PASSAGE GIVEN:
## begin

My French Country Home Travel

Travel Journal

Michelin-Star Dining in France: The New Restaurants You Need to Know in 2026

©Chalet Flachaire

The 2026 Michelin Guide just dropped its most exciting class in years, here’s where to eat.

We eat out a lot in France. Probably too much. And after years of tracking which tables are worth the detour, the hype, and honestly, the slightly terrifying bill, we’ve learned to read the Michelin Guide less as a list and more as a map of where French cooking is actually going next.

This year’s guide surprised us. 62 new stars were handed out across France, one new three-star, seven two-stars, and 52 first-timers, but the number isn’t the interesting part. What got our attention was the character of the restaurants being recognized. Smaller. More personal. Often run by a couple, one in the kitchen, one front-of-house, with no PR machine behind them. Here’s what we’d actually book.

Restaurant Les Morainières luxury dining with a view overlooking the lush French countryside.
Delicate cuisine served at Restaurant Les Morainières in France.

©Les Morainières

Les Morainières, Savoie

A three-star in Savoie. In a village most people drive through without stopping. That’s the story of 2026.

Les Morainières in Jongieux is now a three-star restaurant, led by chef Michaël Arnoult and his wife Ingrid, Michaël in the kitchen, Ingrid running a front-of-house that’s as warm and polished as anything you’ll find in Paris. The cooking is rooted entirely in the mountains around it. The producers, the seasons, the altitude, it all ends up on the plate.

Six rooms upstairs. We’d do two nights minimum: one to settle in, one to actually taste everything properly.

Virtus restaurant in Paris, France with green accents, vintage fixtures, and soft candle light.
Snow peas and wine displayed on a wooden table in a French restaurant.

## end

TASKS TO PERFORM:
a: In the article on new Michelin-starred restaurants, how many new stars were awarded across France in the 2026 guide?
b: Write the next part of the article on new Michelin-starred restaurants, starting after its final line.

[Point placement rows]
## begin

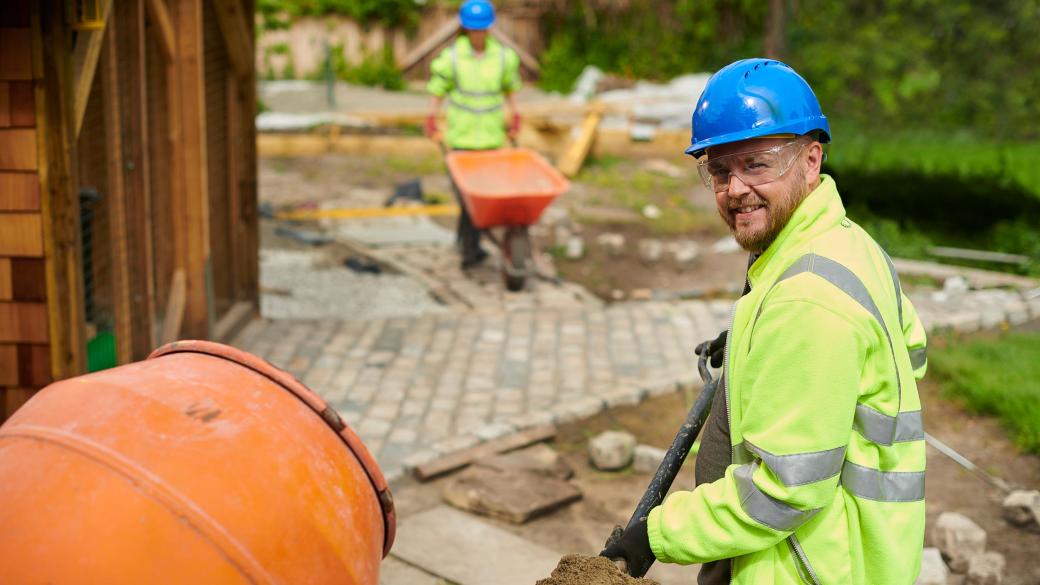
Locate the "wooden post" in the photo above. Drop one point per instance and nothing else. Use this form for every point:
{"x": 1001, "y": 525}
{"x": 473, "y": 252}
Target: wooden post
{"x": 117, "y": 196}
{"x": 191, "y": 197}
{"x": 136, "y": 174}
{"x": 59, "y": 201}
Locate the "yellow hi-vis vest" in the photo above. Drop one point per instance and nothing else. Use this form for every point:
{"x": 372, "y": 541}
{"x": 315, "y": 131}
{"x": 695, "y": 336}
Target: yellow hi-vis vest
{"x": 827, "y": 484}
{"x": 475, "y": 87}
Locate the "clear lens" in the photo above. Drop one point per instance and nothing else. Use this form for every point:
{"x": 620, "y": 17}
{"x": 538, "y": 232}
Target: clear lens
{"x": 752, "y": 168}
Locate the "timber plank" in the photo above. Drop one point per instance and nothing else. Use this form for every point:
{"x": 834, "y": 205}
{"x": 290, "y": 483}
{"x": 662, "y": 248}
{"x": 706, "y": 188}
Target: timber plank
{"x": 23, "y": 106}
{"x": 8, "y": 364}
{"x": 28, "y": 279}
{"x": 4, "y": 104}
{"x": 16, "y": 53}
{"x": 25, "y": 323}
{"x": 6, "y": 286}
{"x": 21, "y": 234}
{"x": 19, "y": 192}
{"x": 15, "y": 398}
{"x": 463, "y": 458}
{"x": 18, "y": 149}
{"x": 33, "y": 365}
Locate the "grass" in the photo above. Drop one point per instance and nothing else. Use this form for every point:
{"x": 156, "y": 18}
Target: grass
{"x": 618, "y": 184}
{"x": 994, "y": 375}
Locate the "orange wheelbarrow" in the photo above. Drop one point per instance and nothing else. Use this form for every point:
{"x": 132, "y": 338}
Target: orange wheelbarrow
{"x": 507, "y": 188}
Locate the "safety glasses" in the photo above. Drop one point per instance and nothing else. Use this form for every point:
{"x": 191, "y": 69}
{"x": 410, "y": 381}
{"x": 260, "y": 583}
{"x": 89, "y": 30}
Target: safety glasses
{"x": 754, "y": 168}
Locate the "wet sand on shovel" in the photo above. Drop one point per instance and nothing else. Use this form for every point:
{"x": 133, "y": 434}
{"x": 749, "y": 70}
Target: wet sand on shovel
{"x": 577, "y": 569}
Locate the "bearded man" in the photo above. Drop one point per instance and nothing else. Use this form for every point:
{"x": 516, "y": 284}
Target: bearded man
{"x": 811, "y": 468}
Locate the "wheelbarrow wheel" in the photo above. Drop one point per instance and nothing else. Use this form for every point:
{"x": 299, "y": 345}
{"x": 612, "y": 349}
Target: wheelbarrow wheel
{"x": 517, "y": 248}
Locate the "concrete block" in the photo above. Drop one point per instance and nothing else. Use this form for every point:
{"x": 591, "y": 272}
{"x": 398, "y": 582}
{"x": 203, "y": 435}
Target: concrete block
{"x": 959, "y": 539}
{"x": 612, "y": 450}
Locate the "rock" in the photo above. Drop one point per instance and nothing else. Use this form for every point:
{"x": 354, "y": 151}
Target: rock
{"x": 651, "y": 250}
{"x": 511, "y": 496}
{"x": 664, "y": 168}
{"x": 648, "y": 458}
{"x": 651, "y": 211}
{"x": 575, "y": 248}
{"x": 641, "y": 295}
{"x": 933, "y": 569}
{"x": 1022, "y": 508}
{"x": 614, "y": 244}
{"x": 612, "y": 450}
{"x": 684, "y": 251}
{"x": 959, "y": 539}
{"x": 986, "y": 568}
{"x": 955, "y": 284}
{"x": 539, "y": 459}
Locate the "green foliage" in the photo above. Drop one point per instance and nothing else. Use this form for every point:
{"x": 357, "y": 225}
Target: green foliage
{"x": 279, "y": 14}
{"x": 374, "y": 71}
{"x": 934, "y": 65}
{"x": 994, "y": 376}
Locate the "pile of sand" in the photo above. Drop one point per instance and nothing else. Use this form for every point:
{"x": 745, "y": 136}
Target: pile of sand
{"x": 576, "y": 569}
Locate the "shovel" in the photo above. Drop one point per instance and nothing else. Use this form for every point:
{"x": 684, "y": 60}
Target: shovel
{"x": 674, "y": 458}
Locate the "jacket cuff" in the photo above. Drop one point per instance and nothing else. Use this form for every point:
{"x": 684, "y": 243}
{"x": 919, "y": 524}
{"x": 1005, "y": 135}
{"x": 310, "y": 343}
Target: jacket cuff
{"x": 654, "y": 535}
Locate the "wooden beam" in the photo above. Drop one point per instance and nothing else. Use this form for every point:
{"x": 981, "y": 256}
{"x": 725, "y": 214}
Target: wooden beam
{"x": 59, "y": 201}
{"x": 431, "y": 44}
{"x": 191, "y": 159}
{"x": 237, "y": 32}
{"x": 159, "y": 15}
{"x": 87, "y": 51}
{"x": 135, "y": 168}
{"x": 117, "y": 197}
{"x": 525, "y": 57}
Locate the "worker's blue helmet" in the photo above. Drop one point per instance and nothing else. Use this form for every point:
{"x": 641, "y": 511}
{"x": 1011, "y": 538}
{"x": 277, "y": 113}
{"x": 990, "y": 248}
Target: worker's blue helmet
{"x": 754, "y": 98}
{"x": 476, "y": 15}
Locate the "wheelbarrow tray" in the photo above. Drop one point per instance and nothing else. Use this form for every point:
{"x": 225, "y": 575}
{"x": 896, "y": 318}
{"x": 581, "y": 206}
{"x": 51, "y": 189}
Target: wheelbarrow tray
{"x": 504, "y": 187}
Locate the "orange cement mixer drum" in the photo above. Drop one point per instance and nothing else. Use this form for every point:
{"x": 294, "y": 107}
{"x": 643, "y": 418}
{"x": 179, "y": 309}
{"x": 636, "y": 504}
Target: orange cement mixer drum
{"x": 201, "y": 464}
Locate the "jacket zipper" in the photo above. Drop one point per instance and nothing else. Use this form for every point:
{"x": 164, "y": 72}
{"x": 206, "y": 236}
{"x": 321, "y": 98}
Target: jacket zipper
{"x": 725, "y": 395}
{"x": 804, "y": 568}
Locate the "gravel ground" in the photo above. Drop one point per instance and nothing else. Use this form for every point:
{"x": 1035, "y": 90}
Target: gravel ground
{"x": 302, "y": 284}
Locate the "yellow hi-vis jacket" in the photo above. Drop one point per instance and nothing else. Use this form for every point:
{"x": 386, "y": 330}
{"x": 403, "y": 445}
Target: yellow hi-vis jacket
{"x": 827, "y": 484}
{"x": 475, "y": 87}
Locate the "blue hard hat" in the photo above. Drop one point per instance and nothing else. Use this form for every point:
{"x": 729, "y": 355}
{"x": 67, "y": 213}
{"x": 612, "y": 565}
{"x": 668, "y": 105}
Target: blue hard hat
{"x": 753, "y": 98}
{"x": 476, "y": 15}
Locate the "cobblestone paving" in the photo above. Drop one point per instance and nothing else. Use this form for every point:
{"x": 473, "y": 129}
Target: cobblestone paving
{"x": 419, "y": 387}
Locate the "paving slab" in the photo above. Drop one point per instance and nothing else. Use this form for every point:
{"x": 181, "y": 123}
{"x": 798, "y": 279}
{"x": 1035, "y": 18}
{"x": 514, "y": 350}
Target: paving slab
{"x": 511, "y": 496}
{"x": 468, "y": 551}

## end

EXPECTED RESULTS:
a: 62 new stars were awarded across France.

b:
©Virtus

Paris: two spots finally getting their due

Paris doesn’t need more Michelin restaurants. It already has more starred tables than any city on earth. But Virtus earned its second star this year and it deserves to be on your radar.

Chef Frédéric Lorimier and his wife Camille Gouyer run Virtus together, Camille won the Michelin Service Prize for 2026, which tells you everything about the kind of welcome you’ll get walking in. It’s quiet, tucked away, completely unpretentious for what it is. The food consistently outpaces what you expect. That’s rare.

And then there’s Arbane in Reims, not technically Paris, but an easy train ride and worth treating as its own trip. Chef Philippe Mider opened it in 2024 and it already has two stars, with seafood as the real standout and a pastry chef whose desserts picked up a Passion Dessert distinction.

Chalet style dining room at a French restaurant with green accents and freshly cut decorative pine.
Assorted French pastries and savory bites arranged on a restaurant table.

©Chalet Flachaire

Go regional

The most interesting shift in the 2026 guide isn’t a single restaurant, it’s where the energy is coming from. Provence-Alpes-Côte d’Azur, Auvergne-Rhône-Alpes, and the Grand Est were the most active regions this year, and that tracks with what we’ve been feeling on the ground. The best meals we’ve had lately haven’t been in Paris.

In Burgundy, Frédéric Doucet in Charolles picked up his second star with a menu built entirely around Charolais beef and Burgundian heritage, a classical chef who went back to his family restaurant and quietly made it one of the best in the region. Combine it with a few days in the vineyards and you’ve got a proper trip.

In the Alps, Chalet Flachaire in Abondance is the sleeper pick. Chef Thomas Flachaire gives his dishes the most understated names, the kind that tell you nothing and let the plate do all the talking.

Michelin Star Arbane Reims restaurant dining interior with minimalist design and a kitchen view.

©Arbane Reims

What this year’s guide is actually telling us

The chefs getting recognized in 2026 aren’t opening grand institutions. Michelin’s own inspectors called out the “audacity” of this new generation, deeply personal restaurants, often husband-and-wife, where the kitchen and front-of-house feel genuinely integrated rather than two separate departments with a swing door between them.

Over 100 restaurants in France are now recognized for sustainable practices, real ones, not marketing. Chefs who know their farmers by name, change the menu because of what showed up that morning, and don’t pretend otherwise.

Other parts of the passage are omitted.